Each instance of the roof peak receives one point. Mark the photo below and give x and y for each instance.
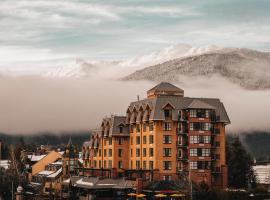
(165, 89)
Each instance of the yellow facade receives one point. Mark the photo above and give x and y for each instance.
(166, 136)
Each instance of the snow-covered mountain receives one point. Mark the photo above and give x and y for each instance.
(248, 68)
(118, 68)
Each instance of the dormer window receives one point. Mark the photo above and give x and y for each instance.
(168, 113)
(120, 129)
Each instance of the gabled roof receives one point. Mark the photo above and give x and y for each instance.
(198, 104)
(166, 87)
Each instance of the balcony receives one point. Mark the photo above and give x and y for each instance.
(181, 170)
(182, 158)
(183, 145)
(182, 118)
(215, 131)
(181, 131)
(215, 118)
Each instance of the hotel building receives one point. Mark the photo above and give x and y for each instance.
(164, 137)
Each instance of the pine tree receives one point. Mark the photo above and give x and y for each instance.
(239, 165)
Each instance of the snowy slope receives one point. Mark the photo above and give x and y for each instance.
(247, 68)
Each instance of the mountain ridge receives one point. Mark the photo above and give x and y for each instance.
(245, 67)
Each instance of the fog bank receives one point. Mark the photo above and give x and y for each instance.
(34, 104)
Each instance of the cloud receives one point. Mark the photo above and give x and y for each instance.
(35, 104)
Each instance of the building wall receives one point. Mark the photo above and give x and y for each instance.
(40, 165)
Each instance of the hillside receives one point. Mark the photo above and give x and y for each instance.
(248, 68)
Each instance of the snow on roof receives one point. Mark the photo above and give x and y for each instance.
(57, 163)
(35, 158)
(262, 173)
(55, 174)
(80, 160)
(45, 172)
(81, 182)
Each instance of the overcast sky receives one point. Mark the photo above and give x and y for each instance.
(59, 29)
(35, 34)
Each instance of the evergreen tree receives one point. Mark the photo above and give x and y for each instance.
(240, 173)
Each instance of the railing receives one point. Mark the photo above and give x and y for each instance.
(182, 158)
(182, 131)
(182, 118)
(183, 145)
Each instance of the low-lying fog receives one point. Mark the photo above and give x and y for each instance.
(31, 104)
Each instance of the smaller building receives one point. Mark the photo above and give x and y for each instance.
(50, 178)
(262, 173)
(93, 187)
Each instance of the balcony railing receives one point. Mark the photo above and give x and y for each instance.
(182, 145)
(181, 170)
(182, 118)
(182, 131)
(214, 118)
(182, 158)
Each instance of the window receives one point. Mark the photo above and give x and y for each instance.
(151, 126)
(109, 164)
(144, 127)
(206, 139)
(194, 139)
(151, 165)
(110, 153)
(120, 129)
(179, 153)
(138, 140)
(203, 165)
(167, 152)
(207, 113)
(205, 152)
(120, 141)
(167, 178)
(138, 164)
(144, 164)
(217, 143)
(192, 113)
(120, 164)
(179, 139)
(144, 152)
(206, 126)
(144, 139)
(168, 113)
(201, 113)
(167, 126)
(167, 139)
(151, 139)
(120, 152)
(138, 152)
(151, 152)
(167, 165)
(110, 141)
(191, 126)
(193, 165)
(138, 129)
(193, 152)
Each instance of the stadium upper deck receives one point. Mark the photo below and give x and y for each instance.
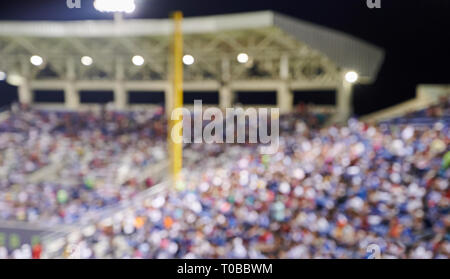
(277, 53)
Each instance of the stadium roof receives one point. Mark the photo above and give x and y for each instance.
(343, 50)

******

Stated task: Exclude all pictures and reproduce verbatim the lines running from the line that contains "Each instance of the balcony railing" to the end of the data above, both ends included.

Solved exercise:
Each instance of the balcony railing receives one point. Mark the photo above and give x and y for each instance.
(182, 145)
(181, 170)
(182, 118)
(182, 131)
(214, 118)
(182, 158)
Each instance of the window receives one point. Mark the photo above and give x and y for each instance.
(151, 126)
(109, 164)
(144, 127)
(206, 139)
(194, 139)
(151, 165)
(110, 153)
(120, 129)
(179, 153)
(138, 140)
(203, 165)
(167, 152)
(207, 113)
(205, 152)
(120, 141)
(167, 178)
(138, 164)
(144, 164)
(217, 143)
(192, 113)
(120, 164)
(179, 139)
(144, 152)
(206, 126)
(144, 139)
(168, 113)
(201, 113)
(167, 126)
(167, 139)
(151, 139)
(120, 152)
(138, 152)
(151, 152)
(167, 165)
(110, 141)
(191, 126)
(193, 165)
(138, 129)
(193, 152)
Each instance of the stadium upper deck receives one point. Mark the photo below and give x and y for each instance.
(277, 53)
Each instance of the stadium roof receives one point. Mark the photo above and give x and y for each instance.
(343, 50)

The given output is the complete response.